▶ Aim of the exercise: Show every line in the entries below where the word "hood" appears.
BEGIN
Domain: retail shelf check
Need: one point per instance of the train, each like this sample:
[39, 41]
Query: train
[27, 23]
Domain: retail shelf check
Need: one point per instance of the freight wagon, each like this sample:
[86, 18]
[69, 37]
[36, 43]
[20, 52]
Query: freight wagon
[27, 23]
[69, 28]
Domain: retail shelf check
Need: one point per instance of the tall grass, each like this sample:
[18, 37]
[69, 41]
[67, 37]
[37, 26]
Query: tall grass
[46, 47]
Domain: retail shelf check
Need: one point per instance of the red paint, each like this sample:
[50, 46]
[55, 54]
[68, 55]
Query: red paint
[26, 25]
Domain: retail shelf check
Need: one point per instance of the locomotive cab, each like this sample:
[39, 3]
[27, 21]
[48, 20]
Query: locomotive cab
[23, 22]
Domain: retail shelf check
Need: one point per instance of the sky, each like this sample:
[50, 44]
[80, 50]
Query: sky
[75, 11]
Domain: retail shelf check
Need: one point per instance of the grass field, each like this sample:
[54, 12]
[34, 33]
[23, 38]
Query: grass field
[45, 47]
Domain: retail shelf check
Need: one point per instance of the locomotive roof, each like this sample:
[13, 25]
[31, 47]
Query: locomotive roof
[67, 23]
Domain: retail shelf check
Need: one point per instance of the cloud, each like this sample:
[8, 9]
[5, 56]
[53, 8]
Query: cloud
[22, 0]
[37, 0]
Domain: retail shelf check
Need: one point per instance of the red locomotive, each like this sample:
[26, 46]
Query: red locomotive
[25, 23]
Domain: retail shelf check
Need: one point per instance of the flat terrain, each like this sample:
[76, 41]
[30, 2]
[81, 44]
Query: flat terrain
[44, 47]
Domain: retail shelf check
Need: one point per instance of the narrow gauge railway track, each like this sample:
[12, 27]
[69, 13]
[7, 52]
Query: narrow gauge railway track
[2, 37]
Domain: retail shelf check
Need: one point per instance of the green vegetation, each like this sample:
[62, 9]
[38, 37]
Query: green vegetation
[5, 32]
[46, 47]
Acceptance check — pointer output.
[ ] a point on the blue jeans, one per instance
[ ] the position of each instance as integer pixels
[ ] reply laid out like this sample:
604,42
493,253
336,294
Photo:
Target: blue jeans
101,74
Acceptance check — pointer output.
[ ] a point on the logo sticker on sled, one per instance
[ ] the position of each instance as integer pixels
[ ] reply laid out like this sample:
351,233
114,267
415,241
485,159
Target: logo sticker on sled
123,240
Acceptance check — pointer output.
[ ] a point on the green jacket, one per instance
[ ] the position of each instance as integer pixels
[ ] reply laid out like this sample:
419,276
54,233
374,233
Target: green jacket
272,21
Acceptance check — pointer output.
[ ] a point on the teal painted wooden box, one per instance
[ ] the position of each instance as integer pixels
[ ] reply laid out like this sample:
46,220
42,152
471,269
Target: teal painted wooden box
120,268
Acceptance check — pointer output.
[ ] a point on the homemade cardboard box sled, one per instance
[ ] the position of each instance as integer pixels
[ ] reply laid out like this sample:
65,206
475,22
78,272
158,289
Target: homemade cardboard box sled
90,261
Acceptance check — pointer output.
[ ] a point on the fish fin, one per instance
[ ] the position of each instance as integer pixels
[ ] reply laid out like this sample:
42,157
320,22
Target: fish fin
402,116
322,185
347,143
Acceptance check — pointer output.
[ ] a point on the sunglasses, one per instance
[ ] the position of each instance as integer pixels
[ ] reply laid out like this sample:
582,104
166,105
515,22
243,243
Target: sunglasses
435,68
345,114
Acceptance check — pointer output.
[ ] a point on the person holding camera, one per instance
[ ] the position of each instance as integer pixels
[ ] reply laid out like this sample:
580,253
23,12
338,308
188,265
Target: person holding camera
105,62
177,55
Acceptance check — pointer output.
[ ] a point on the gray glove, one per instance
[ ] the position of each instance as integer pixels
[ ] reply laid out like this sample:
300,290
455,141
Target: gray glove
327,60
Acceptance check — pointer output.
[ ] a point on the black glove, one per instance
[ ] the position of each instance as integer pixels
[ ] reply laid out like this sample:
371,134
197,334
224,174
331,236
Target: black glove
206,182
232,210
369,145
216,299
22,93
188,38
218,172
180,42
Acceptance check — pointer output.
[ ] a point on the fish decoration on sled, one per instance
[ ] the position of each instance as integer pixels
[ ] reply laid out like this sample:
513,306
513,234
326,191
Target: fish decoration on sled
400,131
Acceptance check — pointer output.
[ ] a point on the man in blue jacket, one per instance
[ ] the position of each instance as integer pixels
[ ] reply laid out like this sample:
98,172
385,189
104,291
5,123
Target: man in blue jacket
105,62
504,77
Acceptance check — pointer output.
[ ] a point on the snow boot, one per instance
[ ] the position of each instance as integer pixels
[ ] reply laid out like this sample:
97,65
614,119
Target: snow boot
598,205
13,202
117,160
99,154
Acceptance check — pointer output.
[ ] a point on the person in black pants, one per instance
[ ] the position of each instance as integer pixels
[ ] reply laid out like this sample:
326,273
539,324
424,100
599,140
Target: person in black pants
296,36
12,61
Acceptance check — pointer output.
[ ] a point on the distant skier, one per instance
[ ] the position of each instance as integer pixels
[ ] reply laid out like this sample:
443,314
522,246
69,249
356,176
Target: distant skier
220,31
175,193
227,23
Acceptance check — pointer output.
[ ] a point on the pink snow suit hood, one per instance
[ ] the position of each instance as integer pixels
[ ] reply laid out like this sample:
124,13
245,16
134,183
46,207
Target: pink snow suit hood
END
▶ Problem solution:
[ ] a point on the pink snow suit hood, one per instance
Target: pink snow suit hood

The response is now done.